■ What to produce ■
Your reply should repeat all records verbatim and contain no images.

■ Raw data ■
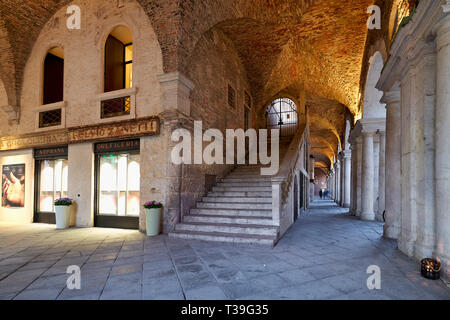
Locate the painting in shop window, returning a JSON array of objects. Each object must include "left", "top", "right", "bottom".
[{"left": 2, "top": 164, "right": 25, "bottom": 208}]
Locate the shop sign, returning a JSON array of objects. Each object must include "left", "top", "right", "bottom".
[
  {"left": 34, "top": 146, "right": 68, "bottom": 159},
  {"left": 0, "top": 117, "right": 159, "bottom": 151}
]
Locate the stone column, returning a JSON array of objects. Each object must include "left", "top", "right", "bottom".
[
  {"left": 343, "top": 150, "right": 351, "bottom": 208},
  {"left": 309, "top": 156, "right": 315, "bottom": 202},
  {"left": 373, "top": 136, "right": 380, "bottom": 220},
  {"left": 361, "top": 131, "right": 375, "bottom": 221},
  {"left": 355, "top": 136, "right": 363, "bottom": 217},
  {"left": 341, "top": 156, "right": 345, "bottom": 206},
  {"left": 378, "top": 130, "right": 386, "bottom": 222},
  {"left": 383, "top": 89, "right": 401, "bottom": 239},
  {"left": 350, "top": 142, "right": 358, "bottom": 215},
  {"left": 335, "top": 160, "right": 341, "bottom": 205},
  {"left": 330, "top": 169, "right": 335, "bottom": 200},
  {"left": 434, "top": 16, "right": 450, "bottom": 283}
]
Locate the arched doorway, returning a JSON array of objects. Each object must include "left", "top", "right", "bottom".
[
  {"left": 294, "top": 175, "right": 299, "bottom": 221},
  {"left": 265, "top": 98, "right": 298, "bottom": 137}
]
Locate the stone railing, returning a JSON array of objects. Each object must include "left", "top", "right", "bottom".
[{"left": 271, "top": 124, "right": 306, "bottom": 236}]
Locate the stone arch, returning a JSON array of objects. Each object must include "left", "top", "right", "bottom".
[
  {"left": 0, "top": 0, "right": 168, "bottom": 115},
  {"left": 0, "top": 18, "right": 16, "bottom": 108},
  {"left": 362, "top": 52, "right": 386, "bottom": 119}
]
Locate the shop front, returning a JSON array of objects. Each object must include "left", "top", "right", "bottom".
[
  {"left": 0, "top": 116, "right": 160, "bottom": 230},
  {"left": 34, "top": 146, "right": 68, "bottom": 224},
  {"left": 94, "top": 139, "right": 140, "bottom": 229}
]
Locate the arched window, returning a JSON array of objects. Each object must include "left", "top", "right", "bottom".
[
  {"left": 43, "top": 47, "right": 64, "bottom": 105},
  {"left": 265, "top": 98, "right": 298, "bottom": 137},
  {"left": 104, "top": 26, "right": 133, "bottom": 92}
]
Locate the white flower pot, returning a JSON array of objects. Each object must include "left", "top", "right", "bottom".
[{"left": 55, "top": 205, "right": 71, "bottom": 229}]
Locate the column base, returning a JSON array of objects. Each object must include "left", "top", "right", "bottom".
[
  {"left": 375, "top": 212, "right": 384, "bottom": 222},
  {"left": 398, "top": 236, "right": 415, "bottom": 257},
  {"left": 343, "top": 203, "right": 350, "bottom": 208},
  {"left": 383, "top": 224, "right": 399, "bottom": 240},
  {"left": 360, "top": 211, "right": 375, "bottom": 221},
  {"left": 434, "top": 252, "right": 450, "bottom": 286},
  {"left": 414, "top": 242, "right": 434, "bottom": 261}
]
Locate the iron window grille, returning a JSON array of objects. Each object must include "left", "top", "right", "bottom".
[
  {"left": 265, "top": 98, "right": 298, "bottom": 137},
  {"left": 101, "top": 96, "right": 131, "bottom": 119},
  {"left": 39, "top": 109, "right": 62, "bottom": 128}
]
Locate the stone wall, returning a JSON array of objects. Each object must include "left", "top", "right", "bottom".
[{"left": 0, "top": 0, "right": 164, "bottom": 137}]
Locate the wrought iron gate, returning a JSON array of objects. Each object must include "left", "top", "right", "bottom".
[{"left": 265, "top": 98, "right": 298, "bottom": 137}]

■ Solution to this exercise ■
Locate the painting in shop window, returning a JSON array of objects. Each object must include "left", "top", "right", "bottom".
[{"left": 2, "top": 164, "right": 25, "bottom": 208}]
Locate the shop sign, returning a JSON array of objects. Each object must include "left", "top", "right", "bottom".
[
  {"left": 34, "top": 146, "right": 68, "bottom": 159},
  {"left": 0, "top": 117, "right": 159, "bottom": 151}
]
Locate the stone column, returning a JSON array of objects. Each object must include "left", "top", "right", "bottom".
[
  {"left": 343, "top": 150, "right": 351, "bottom": 208},
  {"left": 309, "top": 156, "right": 315, "bottom": 202},
  {"left": 373, "top": 136, "right": 380, "bottom": 220},
  {"left": 361, "top": 131, "right": 375, "bottom": 221},
  {"left": 355, "top": 136, "right": 363, "bottom": 217},
  {"left": 341, "top": 156, "right": 345, "bottom": 206},
  {"left": 378, "top": 130, "right": 386, "bottom": 222},
  {"left": 383, "top": 89, "right": 401, "bottom": 239},
  {"left": 350, "top": 142, "right": 358, "bottom": 215},
  {"left": 335, "top": 160, "right": 341, "bottom": 205},
  {"left": 330, "top": 169, "right": 335, "bottom": 200},
  {"left": 434, "top": 16, "right": 450, "bottom": 283}
]
Locate the arched doorway, returning a JSON array of objects. Each object must include "left", "top", "right", "bottom".
[
  {"left": 294, "top": 175, "right": 299, "bottom": 221},
  {"left": 265, "top": 98, "right": 298, "bottom": 137}
]
Locate the stone railing, returning a JSON array of objects. Each object must include "left", "top", "right", "bottom".
[{"left": 271, "top": 124, "right": 306, "bottom": 236}]
Locate the stone arch, returning a JSON array of objects. Each object must include "left", "top", "right", "bottom".
[
  {"left": 0, "top": 0, "right": 168, "bottom": 115},
  {"left": 0, "top": 18, "right": 16, "bottom": 108},
  {"left": 362, "top": 52, "right": 386, "bottom": 119}
]
Locate the shop front, returning a JSON array of objects. Each object must include "left", "top", "right", "bottom".
[
  {"left": 0, "top": 116, "right": 160, "bottom": 230},
  {"left": 34, "top": 146, "right": 68, "bottom": 224},
  {"left": 94, "top": 139, "right": 140, "bottom": 229}
]
Locate the arched window, returning a JSON array of objects. Each object must include "left", "top", "right", "bottom".
[
  {"left": 43, "top": 47, "right": 64, "bottom": 105},
  {"left": 265, "top": 98, "right": 298, "bottom": 137},
  {"left": 104, "top": 26, "right": 133, "bottom": 92}
]
Locate the white flower pot, returning a JSON array of objects. Each object must include "left", "top", "right", "bottom".
[{"left": 55, "top": 205, "right": 71, "bottom": 229}]
Locate the column base, returning a JSON array of objects. Each object must include "left", "top", "right", "bottom".
[
  {"left": 375, "top": 212, "right": 384, "bottom": 222},
  {"left": 398, "top": 236, "right": 415, "bottom": 257},
  {"left": 343, "top": 203, "right": 350, "bottom": 208},
  {"left": 383, "top": 224, "right": 399, "bottom": 240},
  {"left": 360, "top": 211, "right": 375, "bottom": 221},
  {"left": 434, "top": 252, "right": 450, "bottom": 286},
  {"left": 414, "top": 242, "right": 434, "bottom": 261}
]
Locate the iron window grille, returning a JSON array of objects. Each object must include "left", "top", "right", "bottom".
[
  {"left": 265, "top": 98, "right": 298, "bottom": 137},
  {"left": 101, "top": 96, "right": 131, "bottom": 119},
  {"left": 39, "top": 109, "right": 62, "bottom": 128}
]
Locate the stone wall, returning a JSON array of objects. Each object must include "left", "top", "right", "bottom".
[{"left": 0, "top": 0, "right": 164, "bottom": 137}]
Locate the wrought iron gate, returning a JSON array of objects. Each object must include "left", "top", "right", "bottom".
[{"left": 265, "top": 98, "right": 298, "bottom": 137}]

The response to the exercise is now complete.